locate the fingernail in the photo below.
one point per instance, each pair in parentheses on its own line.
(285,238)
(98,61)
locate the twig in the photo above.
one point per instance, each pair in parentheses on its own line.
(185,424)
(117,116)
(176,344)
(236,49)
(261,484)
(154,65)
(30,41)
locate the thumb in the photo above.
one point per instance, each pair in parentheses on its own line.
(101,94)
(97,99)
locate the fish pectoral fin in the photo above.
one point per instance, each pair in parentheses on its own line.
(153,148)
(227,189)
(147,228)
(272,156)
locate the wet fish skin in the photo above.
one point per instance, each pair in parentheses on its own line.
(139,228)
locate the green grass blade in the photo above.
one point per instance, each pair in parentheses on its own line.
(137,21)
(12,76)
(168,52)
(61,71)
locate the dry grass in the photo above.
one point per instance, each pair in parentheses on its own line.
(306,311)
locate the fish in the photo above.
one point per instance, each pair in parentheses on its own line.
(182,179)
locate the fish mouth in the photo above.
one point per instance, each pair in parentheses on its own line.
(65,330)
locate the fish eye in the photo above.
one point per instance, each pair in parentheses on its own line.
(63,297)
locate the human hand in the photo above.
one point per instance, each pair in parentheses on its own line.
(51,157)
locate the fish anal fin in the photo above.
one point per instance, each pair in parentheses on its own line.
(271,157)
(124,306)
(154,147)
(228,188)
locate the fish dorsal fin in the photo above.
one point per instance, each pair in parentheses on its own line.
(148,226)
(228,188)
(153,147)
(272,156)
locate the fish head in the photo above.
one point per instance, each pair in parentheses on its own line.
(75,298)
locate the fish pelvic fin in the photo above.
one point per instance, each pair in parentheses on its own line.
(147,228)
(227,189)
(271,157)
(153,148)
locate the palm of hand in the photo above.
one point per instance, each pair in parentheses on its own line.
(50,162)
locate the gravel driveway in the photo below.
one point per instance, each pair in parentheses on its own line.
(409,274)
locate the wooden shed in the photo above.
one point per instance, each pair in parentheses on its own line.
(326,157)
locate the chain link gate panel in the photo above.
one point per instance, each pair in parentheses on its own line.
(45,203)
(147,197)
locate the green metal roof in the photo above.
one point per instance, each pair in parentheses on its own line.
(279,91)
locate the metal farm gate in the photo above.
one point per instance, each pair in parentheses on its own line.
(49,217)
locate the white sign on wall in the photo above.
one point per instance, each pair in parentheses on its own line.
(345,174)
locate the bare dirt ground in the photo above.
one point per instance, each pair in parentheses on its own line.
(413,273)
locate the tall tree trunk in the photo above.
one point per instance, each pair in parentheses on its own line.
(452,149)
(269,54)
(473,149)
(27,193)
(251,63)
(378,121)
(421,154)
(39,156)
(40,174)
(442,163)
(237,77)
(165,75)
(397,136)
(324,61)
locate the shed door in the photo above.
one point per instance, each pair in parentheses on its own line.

_____

# YOUR GOAL
Extract the listing in its entirety and repeat it exactly.

# SOLUTION FOR THIS TASK
locate the fingernail in the photo below.
one point per instance, each pair in parentheses on its own line.
(285,238)
(98,61)
locate the twig in the photo above.
one point per instance, each pair in parentheses on its own line.
(185,424)
(117,116)
(176,344)
(236,49)
(261,484)
(154,65)
(30,41)
locate the thumb in the photo above.
one point per instance, each pair in parentheses on its own line.
(101,94)
(97,99)
locate the fish pectoral fin in the photo above.
one point per instance, each pair in parentheses on its own line.
(153,148)
(227,189)
(147,228)
(272,156)
locate the wet fish skin in the photo above.
one point per instance, each pair in parentheses on its own line.
(139,228)
locate the green grass blade in the photo above.
one point per instance, each pair in parentheses on its own line.
(137,21)
(12,76)
(168,52)
(61,71)
locate the dry grass in the photo above.
one point per instance, each pair in parentheses on its own line.
(306,311)
locate the fish in the photo above.
one point per instance, each pair in parentheses on its own line.
(182,179)
locate the fish mouth in the photo above.
one point per instance, each pair in parentheses on its own line.
(65,330)
locate the fish eye in the photo above.
one point per instance, each pair in parentheses on its own line.
(63,297)
locate the human hand in the photo above.
one point per instance, each pair in parentheses on its own line.
(51,157)
locate the fish anal fin in the photo above.
one point per instance, each pair in parentheses on its own line.
(271,157)
(124,306)
(154,147)
(228,188)
locate the fish dorsal fin in the photo above.
one point per instance, each pair in parentheses on its own line.
(148,226)
(228,188)
(153,147)
(272,156)
locate the fish head in the photo above.
one point per instance, each pair in parentheses on its own line.
(75,298)
locate the fish pelvic fin in the photo above.
one point per instance, each pair in parentheses on its own line.
(147,228)
(227,189)
(271,157)
(153,148)
locate the palm of hand in the photo above.
one point per instance, each pair in parentheses on its own line.
(50,162)
locate the gravel driveway in the photo below.
one point per instance, each pair in parentheses on its own line.
(409,274)
locate the wooden shed in the photo above.
one point per instance, each pair in parentheses on its own line.
(326,157)
locate the chain link gate panel in the photo above.
one point per instance, each pair in parentheses on its own line.
(45,203)
(147,197)
locate the green metal roof in the photo above.
one point per instance, each pair in parentheses on its own line.
(279,91)
locate the metal farm gate in the photo above.
one point per instance, each pair in parentheses on its own line.
(49,217)
locate the white sign on wall in the photo above.
one point per instance, each pair in parentheses on its own line.
(345,174)
locate the bare dirt ground in the photo above.
one point per instance, each pair in parentheses on its own line.
(413,273)
locate the tall tree trunk in the photo above.
one point per instance, each pair in parentheses on its own line.
(452,149)
(269,54)
(473,149)
(27,193)
(251,63)
(378,121)
(421,154)
(39,156)
(40,174)
(442,163)
(237,77)
(165,75)
(397,136)
(324,61)
locate the shed door in the photo above.
one point per instance, each pair in parentheses on its own line.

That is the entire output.